» Description of the task
With no line left out, restate the data word for word.

┌─ Input data

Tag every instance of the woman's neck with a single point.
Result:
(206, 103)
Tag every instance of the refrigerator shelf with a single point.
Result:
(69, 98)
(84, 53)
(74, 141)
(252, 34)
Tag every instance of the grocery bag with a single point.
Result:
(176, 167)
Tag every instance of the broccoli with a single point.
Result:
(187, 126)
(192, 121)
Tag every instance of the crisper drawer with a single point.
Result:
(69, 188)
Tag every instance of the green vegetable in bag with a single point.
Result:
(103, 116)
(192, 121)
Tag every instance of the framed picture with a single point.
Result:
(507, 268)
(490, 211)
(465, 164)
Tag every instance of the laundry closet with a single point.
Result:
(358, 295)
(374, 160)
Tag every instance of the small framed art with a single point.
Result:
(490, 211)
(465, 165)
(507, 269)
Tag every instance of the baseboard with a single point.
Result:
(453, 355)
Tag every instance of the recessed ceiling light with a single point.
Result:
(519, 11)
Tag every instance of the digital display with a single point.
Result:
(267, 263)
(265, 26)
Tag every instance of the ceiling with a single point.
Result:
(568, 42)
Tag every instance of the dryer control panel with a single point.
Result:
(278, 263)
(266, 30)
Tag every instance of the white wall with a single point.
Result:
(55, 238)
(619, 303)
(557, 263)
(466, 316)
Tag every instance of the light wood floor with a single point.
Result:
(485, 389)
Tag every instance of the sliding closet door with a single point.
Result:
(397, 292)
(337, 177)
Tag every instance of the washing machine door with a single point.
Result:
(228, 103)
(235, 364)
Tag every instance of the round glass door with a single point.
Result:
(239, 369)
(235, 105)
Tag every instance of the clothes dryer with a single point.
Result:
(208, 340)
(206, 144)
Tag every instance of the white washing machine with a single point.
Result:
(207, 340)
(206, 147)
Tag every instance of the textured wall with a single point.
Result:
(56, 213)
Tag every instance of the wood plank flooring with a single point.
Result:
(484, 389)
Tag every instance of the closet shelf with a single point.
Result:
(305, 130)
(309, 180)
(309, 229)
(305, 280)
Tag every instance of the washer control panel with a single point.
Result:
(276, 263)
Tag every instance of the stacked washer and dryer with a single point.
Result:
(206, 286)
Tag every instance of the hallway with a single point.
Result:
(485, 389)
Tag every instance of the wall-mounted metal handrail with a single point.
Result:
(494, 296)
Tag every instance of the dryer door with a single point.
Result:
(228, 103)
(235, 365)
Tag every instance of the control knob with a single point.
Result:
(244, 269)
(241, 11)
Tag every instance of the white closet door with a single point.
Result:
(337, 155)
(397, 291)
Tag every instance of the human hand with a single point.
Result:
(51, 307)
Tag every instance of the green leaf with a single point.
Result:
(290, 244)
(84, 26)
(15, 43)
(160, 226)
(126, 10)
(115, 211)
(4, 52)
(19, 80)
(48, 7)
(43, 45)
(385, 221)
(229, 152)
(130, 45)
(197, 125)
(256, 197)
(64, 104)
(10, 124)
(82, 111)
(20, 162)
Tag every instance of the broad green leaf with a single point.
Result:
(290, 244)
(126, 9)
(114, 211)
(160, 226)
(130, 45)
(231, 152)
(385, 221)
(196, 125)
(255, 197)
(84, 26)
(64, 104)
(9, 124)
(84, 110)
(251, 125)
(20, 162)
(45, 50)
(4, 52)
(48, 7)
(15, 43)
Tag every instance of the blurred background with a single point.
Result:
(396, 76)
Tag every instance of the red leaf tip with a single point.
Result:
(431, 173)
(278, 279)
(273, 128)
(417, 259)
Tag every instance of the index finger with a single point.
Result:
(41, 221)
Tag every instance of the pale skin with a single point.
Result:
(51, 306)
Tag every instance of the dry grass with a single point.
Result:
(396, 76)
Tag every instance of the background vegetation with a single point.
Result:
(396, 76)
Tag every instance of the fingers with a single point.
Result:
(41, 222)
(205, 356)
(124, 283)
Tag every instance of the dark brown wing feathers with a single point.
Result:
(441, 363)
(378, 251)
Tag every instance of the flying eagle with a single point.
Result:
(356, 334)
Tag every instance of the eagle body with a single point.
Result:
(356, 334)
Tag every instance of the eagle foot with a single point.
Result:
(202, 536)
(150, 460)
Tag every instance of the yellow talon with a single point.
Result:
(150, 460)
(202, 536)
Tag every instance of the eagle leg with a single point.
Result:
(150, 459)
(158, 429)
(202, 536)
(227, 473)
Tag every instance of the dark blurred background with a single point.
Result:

└─

» Response for this exercise
Tag every instance of the woman's neck with a single point.
Result:
(206, 103)
Tag every instance of the refrigerator shelf with a single point.
Result:
(69, 98)
(84, 53)
(74, 141)
(252, 34)
Tag every instance of the grocery bag with a single point.
Result:
(176, 167)
Tag every instance of the broccoli with a single point.
Result:
(187, 126)
(192, 121)
Tag every instance of the crisper drawer with a single point.
Result:
(69, 188)
Tag every instance of the green vegetable in bag with a single point.
Result:
(103, 116)
(192, 121)
Tag every instance of the framed picture with a single point.
Result:
(507, 268)
(490, 211)
(465, 164)
Tag every instance of the laundry closet with a single point.
Result:
(358, 295)
(374, 160)
Tag every instance of the small framed art with a single point.
Result:
(490, 211)
(465, 165)
(507, 269)
Tag every instance of the baseboard with a single point.
Result:
(453, 355)
Tag every instance of the recessed ceiling light with a single point.
Result:
(519, 11)
Tag every instance of the digital display with a single point.
Result:
(267, 263)
(265, 26)
Tag every instance of the ceiling with a single point.
Result:
(568, 42)
Tag every instance of the dryer control panel with a single point.
Result:
(278, 263)
(266, 30)
Tag every instance of the white wall with a single point.
Result:
(55, 238)
(619, 303)
(557, 263)
(466, 316)
Tag every instance of the light wood floor with a single point.
Result:
(485, 389)
Tag every instance of the sliding closet door with a single point.
Result:
(397, 292)
(337, 177)
Tag every instance of the washing machine door with a single point.
Result:
(228, 103)
(235, 364)
Tag every instance of the round glass door with a single point.
Result:
(239, 369)
(235, 105)
Tag every instance of the clothes dryer with a single point.
Result:
(208, 340)
(206, 144)
Tag every instance of the white washing machine with a single point.
Result:
(207, 340)
(206, 147)
Tag every instance of the textured wall with a single point.
Result:
(56, 213)
Tag every instance of the wood plank flooring with a single point.
Result:
(484, 389)
Tag every instance of the closet shelf with a single point.
Result:
(305, 130)
(309, 180)
(309, 229)
(305, 280)
Tag every instance of the washer control panel with a single point.
Result:
(276, 263)
Tag every instance of the stacked washer and dryer with a single point.
Result:
(206, 286)
Tag every instance of the hallway with a single point.
Result:
(485, 389)
Tag every instance of the wall-mounted metal handrail with a single point.
Result:
(494, 296)
Tag every instance of the dryer door with a single point.
Result:
(228, 103)
(235, 365)
Tag every instance of the control knob with a single point.
Result:
(244, 269)
(241, 11)
Tag every instance of the white closet door with a single point.
Result:
(337, 155)
(397, 291)
Tag every instance of the human hand with a single point.
Result:
(51, 307)
Tag every instance of the green leaf with a single point.
Result:
(290, 244)
(84, 26)
(15, 43)
(160, 226)
(126, 10)
(115, 211)
(4, 52)
(19, 80)
(48, 7)
(43, 45)
(385, 221)
(229, 152)
(130, 45)
(197, 125)
(256, 197)
(64, 104)
(10, 124)
(82, 111)
(20, 162)
Tag every instance of the broad green leaf with a single point.
Result:
(290, 244)
(126, 9)
(114, 211)
(160, 226)
(130, 45)
(231, 152)
(385, 221)
(196, 125)
(255, 197)
(84, 26)
(64, 104)
(9, 124)
(84, 110)
(251, 125)
(20, 162)
(45, 50)
(4, 52)
(48, 7)
(15, 43)
Tag every instance of the blurred background with a single point.
Result:
(396, 76)
Tag every instance of the red leaf tip with a single point.
Result:
(431, 173)
(278, 279)
(273, 128)
(417, 259)
Tag every instance of the index finger with a single point.
Result:
(41, 221)
Tag every instance of the pale skin with a single point.
Result:
(51, 306)
Tag every instance of the dry grass with a single point.
Result:
(396, 76)
Tag every instance of the background vegetation with a single point.
Result:
(396, 76)
Tag every instance of the fingers with a single point.
Result:
(41, 222)
(205, 356)
(124, 283)
Tag every instance of the dark brown wing feathers with a single point.
Result:
(441, 363)
(378, 251)
Tag every instance of the flying eagle with a single point.
Result:
(356, 334)
Tag every instance of the eagle body with a single point.
Result:
(356, 334)
Tag every instance of the eagle foot with a single point.
Result:
(202, 536)
(150, 460)
Tag every instance of the yellow talon with a single point.
Result:
(150, 460)
(202, 536)
Tag every instance of the eagle leg with a single point.
Result:
(150, 459)
(158, 429)
(202, 536)
(227, 473)
Tag every instance of the dark blurred background with a single point.
Result:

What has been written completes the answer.